Determine quantas linhas dos itens abaixo contêm a palavra "column". Informe somente esse número.

**** REGISTROS FORNECIDOS ****

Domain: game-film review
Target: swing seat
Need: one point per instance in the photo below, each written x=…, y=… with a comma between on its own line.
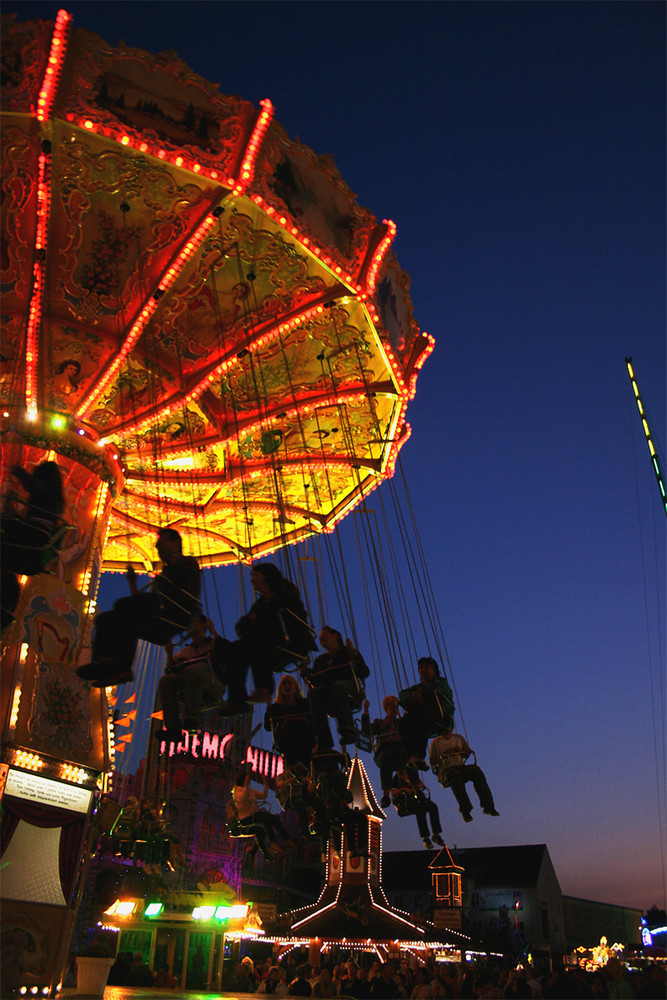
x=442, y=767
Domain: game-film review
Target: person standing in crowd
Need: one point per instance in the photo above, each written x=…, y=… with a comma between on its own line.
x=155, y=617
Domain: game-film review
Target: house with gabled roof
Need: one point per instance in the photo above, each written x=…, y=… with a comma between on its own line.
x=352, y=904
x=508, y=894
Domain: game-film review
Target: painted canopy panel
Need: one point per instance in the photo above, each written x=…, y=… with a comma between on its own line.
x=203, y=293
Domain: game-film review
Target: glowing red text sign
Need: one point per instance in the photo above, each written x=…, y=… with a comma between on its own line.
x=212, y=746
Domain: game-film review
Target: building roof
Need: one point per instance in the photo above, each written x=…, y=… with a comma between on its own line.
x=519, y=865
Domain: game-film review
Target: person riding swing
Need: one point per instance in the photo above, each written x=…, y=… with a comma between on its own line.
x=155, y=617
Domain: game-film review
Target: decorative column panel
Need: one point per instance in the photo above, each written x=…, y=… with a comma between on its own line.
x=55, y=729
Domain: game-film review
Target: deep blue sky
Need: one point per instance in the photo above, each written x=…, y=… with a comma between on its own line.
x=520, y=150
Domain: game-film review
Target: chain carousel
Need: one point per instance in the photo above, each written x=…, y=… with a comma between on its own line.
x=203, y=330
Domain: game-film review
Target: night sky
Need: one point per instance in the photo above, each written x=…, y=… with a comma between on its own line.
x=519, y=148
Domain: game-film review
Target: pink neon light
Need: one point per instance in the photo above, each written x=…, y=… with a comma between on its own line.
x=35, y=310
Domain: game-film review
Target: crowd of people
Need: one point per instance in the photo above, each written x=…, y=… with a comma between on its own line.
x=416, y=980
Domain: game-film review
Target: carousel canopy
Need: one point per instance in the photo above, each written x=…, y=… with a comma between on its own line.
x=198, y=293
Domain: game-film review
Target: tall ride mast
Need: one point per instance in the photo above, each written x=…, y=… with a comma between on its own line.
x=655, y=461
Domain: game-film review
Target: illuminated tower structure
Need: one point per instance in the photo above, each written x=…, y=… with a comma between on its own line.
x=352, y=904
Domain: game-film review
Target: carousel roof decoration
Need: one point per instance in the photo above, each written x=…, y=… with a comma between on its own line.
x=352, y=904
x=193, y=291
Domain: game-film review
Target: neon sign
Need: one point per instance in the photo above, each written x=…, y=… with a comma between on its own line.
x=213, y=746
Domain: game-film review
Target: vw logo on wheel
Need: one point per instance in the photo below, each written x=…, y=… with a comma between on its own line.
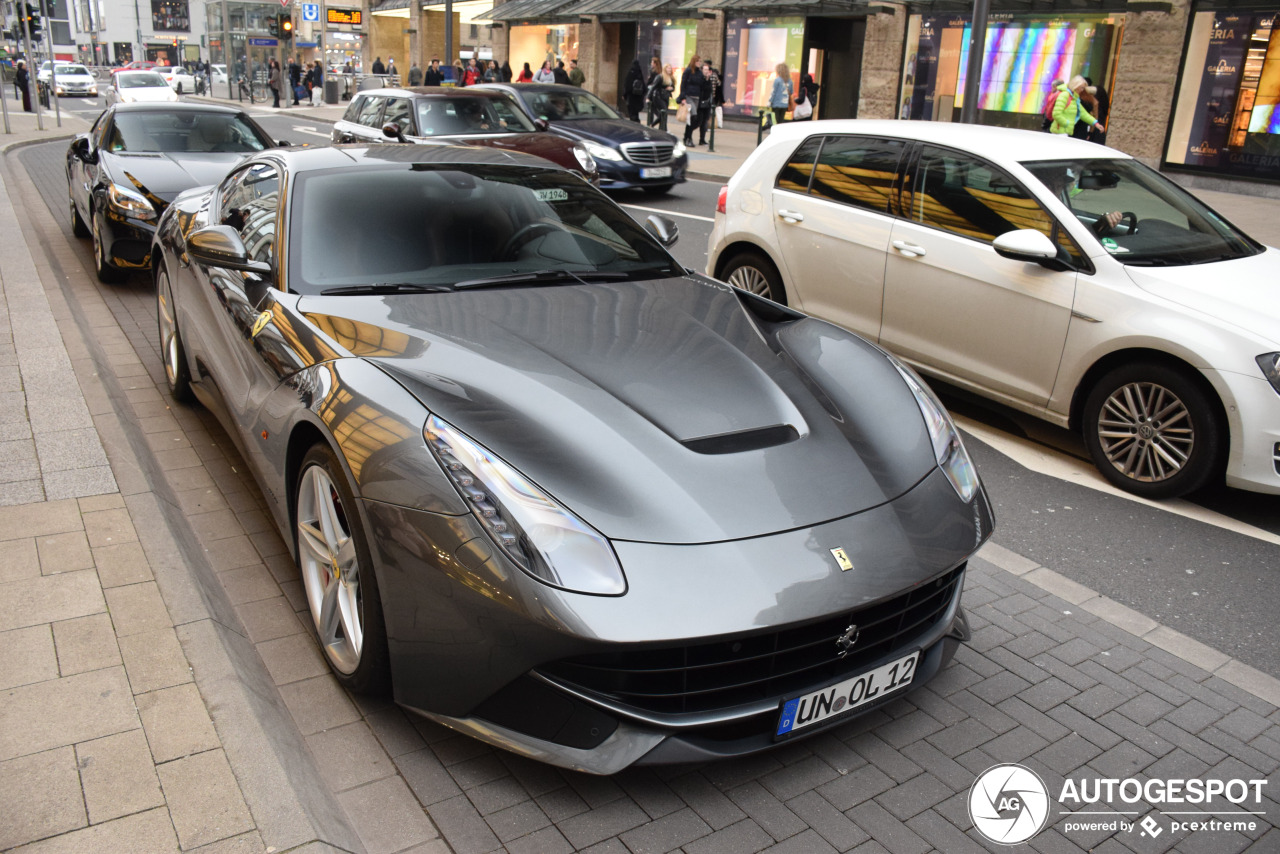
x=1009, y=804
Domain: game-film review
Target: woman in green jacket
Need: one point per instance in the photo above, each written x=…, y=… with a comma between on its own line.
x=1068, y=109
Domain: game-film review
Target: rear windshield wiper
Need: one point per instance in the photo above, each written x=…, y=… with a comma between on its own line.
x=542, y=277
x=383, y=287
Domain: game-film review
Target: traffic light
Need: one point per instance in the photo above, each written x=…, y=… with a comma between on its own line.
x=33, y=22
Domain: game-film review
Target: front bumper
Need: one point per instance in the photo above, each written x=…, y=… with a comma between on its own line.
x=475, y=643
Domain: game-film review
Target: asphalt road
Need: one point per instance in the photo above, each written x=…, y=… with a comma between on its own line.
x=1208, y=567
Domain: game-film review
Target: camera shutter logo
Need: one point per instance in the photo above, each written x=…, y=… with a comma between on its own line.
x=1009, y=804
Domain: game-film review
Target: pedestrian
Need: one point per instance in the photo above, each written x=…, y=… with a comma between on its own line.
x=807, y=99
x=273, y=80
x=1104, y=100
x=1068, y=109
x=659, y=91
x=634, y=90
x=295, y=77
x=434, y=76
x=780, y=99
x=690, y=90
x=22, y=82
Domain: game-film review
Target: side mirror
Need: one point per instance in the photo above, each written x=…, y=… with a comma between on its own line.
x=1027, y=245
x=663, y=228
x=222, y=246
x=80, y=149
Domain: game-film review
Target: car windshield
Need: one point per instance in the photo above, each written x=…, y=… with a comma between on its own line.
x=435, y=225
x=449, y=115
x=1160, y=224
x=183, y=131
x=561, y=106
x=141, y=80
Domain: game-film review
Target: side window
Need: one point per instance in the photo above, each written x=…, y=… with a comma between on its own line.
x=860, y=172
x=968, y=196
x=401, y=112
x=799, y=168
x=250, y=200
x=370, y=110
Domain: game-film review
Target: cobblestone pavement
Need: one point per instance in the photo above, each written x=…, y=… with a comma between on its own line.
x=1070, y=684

****
**** REGISTROS FORNECIDOS ****

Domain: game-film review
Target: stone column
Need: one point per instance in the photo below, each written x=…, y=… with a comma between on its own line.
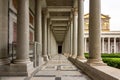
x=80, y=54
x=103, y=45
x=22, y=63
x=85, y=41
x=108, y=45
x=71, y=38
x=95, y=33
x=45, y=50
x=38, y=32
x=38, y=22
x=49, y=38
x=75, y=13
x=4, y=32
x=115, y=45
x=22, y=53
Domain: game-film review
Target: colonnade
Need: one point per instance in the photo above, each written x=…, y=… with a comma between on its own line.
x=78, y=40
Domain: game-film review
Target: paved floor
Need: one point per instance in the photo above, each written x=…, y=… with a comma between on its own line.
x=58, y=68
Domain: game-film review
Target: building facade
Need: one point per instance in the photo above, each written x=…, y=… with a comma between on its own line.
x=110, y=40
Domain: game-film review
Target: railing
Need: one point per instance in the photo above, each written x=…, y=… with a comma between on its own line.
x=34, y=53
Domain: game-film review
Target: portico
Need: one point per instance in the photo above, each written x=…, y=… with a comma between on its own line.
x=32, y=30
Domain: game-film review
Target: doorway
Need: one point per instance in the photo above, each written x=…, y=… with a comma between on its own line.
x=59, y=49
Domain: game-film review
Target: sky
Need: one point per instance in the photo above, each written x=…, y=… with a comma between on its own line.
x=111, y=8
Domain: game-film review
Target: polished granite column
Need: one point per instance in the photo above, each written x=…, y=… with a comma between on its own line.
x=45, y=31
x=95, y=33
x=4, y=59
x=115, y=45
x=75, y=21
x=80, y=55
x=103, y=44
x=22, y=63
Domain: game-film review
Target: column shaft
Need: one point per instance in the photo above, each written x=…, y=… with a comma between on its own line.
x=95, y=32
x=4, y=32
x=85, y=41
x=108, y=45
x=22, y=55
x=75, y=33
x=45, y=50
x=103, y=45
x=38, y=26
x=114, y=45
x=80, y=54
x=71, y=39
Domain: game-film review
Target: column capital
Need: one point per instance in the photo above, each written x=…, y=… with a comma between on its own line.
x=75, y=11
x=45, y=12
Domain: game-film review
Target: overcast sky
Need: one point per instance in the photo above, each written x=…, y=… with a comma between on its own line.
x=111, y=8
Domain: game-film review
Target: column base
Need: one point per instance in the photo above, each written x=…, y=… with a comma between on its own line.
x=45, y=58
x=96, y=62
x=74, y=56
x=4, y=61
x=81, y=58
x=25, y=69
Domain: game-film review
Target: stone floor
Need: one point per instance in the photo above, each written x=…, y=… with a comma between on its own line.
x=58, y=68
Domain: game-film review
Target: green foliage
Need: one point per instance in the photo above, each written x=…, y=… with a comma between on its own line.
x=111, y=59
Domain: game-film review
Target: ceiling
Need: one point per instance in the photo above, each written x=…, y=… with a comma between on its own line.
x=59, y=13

****

RESULTADO DO EXERCÍCIO: 6